<<<<
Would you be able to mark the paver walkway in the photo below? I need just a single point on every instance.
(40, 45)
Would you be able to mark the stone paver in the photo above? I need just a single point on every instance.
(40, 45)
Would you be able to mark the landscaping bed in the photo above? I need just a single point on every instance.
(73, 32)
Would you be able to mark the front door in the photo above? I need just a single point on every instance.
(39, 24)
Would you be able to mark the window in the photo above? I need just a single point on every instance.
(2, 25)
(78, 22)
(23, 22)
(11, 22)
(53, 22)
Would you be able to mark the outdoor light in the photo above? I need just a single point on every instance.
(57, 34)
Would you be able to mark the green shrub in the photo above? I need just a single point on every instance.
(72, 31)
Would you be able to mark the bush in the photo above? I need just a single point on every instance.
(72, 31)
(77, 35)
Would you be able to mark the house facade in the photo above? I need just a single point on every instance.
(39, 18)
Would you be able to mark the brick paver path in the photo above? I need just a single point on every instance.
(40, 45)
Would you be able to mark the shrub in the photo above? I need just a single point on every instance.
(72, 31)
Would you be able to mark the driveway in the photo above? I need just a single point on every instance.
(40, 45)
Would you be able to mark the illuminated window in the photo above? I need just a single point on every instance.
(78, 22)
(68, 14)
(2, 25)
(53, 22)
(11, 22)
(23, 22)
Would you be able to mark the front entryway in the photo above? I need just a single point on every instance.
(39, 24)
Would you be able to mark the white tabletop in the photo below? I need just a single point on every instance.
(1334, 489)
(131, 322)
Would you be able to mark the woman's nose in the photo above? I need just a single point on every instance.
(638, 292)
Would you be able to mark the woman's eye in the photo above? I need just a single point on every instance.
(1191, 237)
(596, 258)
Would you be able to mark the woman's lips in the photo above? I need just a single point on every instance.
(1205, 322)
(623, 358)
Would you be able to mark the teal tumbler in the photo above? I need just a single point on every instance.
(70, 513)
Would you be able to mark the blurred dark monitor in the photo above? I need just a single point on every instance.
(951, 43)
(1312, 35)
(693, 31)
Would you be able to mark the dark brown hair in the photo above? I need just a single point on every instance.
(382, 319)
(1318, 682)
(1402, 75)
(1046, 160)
>>>>
[Stated task]
From the records above, extract every line exactly as it stands.

[Output below]
Would you be able to mark the paver walkway in the photo below? I need just a single point on every instance.
(40, 45)
Would you be able to mark the stone paver in the photo above? I need just a single point on every instance.
(40, 45)
Would you be able to mark the landscaping bed in the photo above? I need just a single point on every instance.
(73, 32)
Would you be able to mark the front door in the photo above? I need just a single point on every instance.
(39, 24)
Would you be able to mark the window in the photo above? I need just a single point on every instance.
(2, 25)
(78, 22)
(23, 22)
(11, 22)
(53, 22)
Would you be able to mark the outdoor light in the photo above? I need just a single point on every instance.
(57, 34)
Would you be able to mark the green shrub in the photo above? I need just a single point on every instance.
(72, 31)
Would you be able to mark the bush in the photo above? I need just a single point on every instance.
(72, 31)
(77, 35)
Would you be able to mark the house facade in the photo above? I need just a single point on every instance.
(39, 18)
Would you be able to mark the brick paver path in the photo above? I need just a single point on every instance.
(40, 45)
Would you be able to mark the shrub in the photo above? I need just a single point on every instance.
(72, 31)
Would you be able to mark the driveway in the photo above? I need just a single point on every instance.
(40, 45)
Would you be able to mark the illuminated window in the photo above? I need just a single point on every instance.
(78, 22)
(68, 14)
(2, 25)
(53, 22)
(11, 22)
(23, 22)
Would you be able to mark the front entryway in the photo above? I need just a single point on every instance.
(39, 24)
Would you be able to mark the white tabletop in the photo below? I need just a single point on every instance.
(1334, 489)
(131, 322)
Would you be able to mark the woman's nose in the photo above? I need just a single point on every instance.
(638, 292)
Would you be able to mark the woman's eye in the photo above? I need just a single point on every instance.
(1191, 237)
(596, 258)
Would you be able to mark the woman's lips in the photo above? I need just a single point on every instance.
(1205, 322)
(623, 358)
Would you be able to mark the teal tumbler in the photo above? I need just a single point on every instance.
(70, 513)
Would you be able to mark the blurred dark monitor in the photo above? I need just a single point on every instance.
(951, 43)
(1312, 35)
(693, 31)
Would you be able to mark the dark brown hair in the photo above? I need just a single point on every instance.
(382, 319)
(1318, 682)
(1402, 75)
(1046, 160)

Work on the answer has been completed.